▶ RAW DATA:
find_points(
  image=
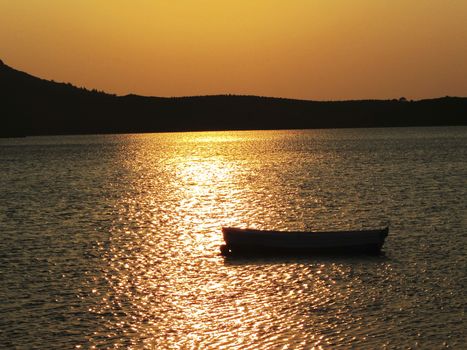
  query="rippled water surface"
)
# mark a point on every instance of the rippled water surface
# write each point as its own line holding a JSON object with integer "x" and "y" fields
{"x": 113, "y": 241}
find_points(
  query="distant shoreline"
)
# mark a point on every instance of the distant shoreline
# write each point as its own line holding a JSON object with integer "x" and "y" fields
{"x": 35, "y": 106}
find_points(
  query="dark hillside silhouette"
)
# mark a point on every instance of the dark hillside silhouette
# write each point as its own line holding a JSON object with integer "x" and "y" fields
{"x": 33, "y": 106}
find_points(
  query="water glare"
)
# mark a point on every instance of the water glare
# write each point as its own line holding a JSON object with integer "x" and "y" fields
{"x": 113, "y": 241}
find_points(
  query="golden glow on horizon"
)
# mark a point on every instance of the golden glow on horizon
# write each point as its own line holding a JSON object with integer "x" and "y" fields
{"x": 301, "y": 49}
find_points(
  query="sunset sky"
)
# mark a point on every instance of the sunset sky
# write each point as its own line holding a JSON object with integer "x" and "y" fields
{"x": 308, "y": 49}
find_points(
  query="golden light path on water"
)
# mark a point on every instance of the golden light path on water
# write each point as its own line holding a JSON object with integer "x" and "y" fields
{"x": 112, "y": 241}
{"x": 166, "y": 284}
{"x": 169, "y": 285}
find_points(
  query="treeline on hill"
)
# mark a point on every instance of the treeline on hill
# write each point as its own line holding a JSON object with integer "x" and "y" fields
{"x": 33, "y": 106}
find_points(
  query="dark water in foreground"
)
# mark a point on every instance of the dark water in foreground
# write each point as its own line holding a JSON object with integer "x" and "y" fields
{"x": 112, "y": 241}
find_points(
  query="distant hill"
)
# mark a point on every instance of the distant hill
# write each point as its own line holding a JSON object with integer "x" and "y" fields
{"x": 34, "y": 106}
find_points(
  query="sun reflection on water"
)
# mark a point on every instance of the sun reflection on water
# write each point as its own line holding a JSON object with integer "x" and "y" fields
{"x": 168, "y": 287}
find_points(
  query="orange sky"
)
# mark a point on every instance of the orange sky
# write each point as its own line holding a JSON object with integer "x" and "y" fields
{"x": 310, "y": 49}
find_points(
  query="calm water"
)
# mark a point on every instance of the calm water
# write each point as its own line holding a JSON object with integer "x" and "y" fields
{"x": 112, "y": 241}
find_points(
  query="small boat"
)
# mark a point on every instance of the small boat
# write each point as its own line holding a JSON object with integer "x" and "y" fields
{"x": 251, "y": 241}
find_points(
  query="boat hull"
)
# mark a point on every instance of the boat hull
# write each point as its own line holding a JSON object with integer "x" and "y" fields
{"x": 248, "y": 241}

▶ WHAT THIS TASK INVOLVES: Omit the pictures and reproduce the listing exactly.

▶ CORRECT RESULT:
find_points(
  image=
  query="rippled water surface"
)
# mark a point on every instance of the rippled water surface
# write each point as its own line holding a JSON object with integer "x" and "y" fields
{"x": 113, "y": 241}
find_points(
  query="distant shoreline"
)
# mark a point on every instance of the distant shoreline
# write each point as its own line holding a JSON object with integer "x" and "y" fields
{"x": 35, "y": 106}
find_points(
  query="dark hillside silhouette"
)
# mark a point on every instance of the dark hillside silhouette
# write each point as its own line holding a JSON object with integer "x" and "y" fields
{"x": 33, "y": 106}
find_points(
  query="water glare"
)
# mark a point on every instance of the water glare
# write each point as its own line holding a JSON object with integer "x" and "y" fields
{"x": 113, "y": 241}
find_points(
  query="golden glow on horizon"
)
# mark a point on every instance of the golden glow on horizon
# write each point as its own line holding a JSON object with integer "x" and "y" fields
{"x": 301, "y": 49}
find_points(
  query="sunset sky"
)
# mark a point on every instance of the sunset sky
# write each point as its own line holding a JSON object with integer "x" and "y" fields
{"x": 308, "y": 49}
find_points(
  query="golden light path on water"
)
# mark a point on every instance of the golden light path on water
# write each point as its own line holding a JSON object with integer "x" and "y" fields
{"x": 112, "y": 241}
{"x": 166, "y": 284}
{"x": 169, "y": 285}
find_points(
  query="treeline on hill"
)
# mark a point on every instance of the treeline on hill
# write each point as its own line holding a JSON object with integer "x" and "y" fields
{"x": 33, "y": 106}
find_points(
  query="dark water in foreground"
)
# mark a point on every instance of the dark water in foreground
# write each point as its own line holding a JSON object with integer "x" and "y" fields
{"x": 112, "y": 241}
find_points(
  query="distant hill"
)
# mark a point on every instance of the distant hill
# write each point as its own line holding a JSON object with integer "x" and "y" fields
{"x": 34, "y": 106}
find_points(
  query="sun reflection on water"
)
# mark a point on every instance of the sun reflection on water
# write each point as its own line holding a JSON object with integer "x" and "y" fields
{"x": 168, "y": 287}
find_points(
  query="orange sky"
)
# mark a point on every instance of the orange sky
# write each point as its own line holding a JSON object with integer "x" and "y" fields
{"x": 310, "y": 49}
find_points(
  query="calm water"
)
# mark a point on every instance of the calm water
# write each point as its own line holding a JSON object with integer "x" and "y" fields
{"x": 112, "y": 241}
find_points(
  query="small boat"
)
# mark a point on every instance of the small boat
# write each point as its own line holding a JSON object with integer "x" and "y" fields
{"x": 251, "y": 241}
find_points(
  query="boat hull"
)
# mark a point on every instance of the boat hull
# write each point as its own line holding a JSON object with integer "x" and "y" fields
{"x": 248, "y": 241}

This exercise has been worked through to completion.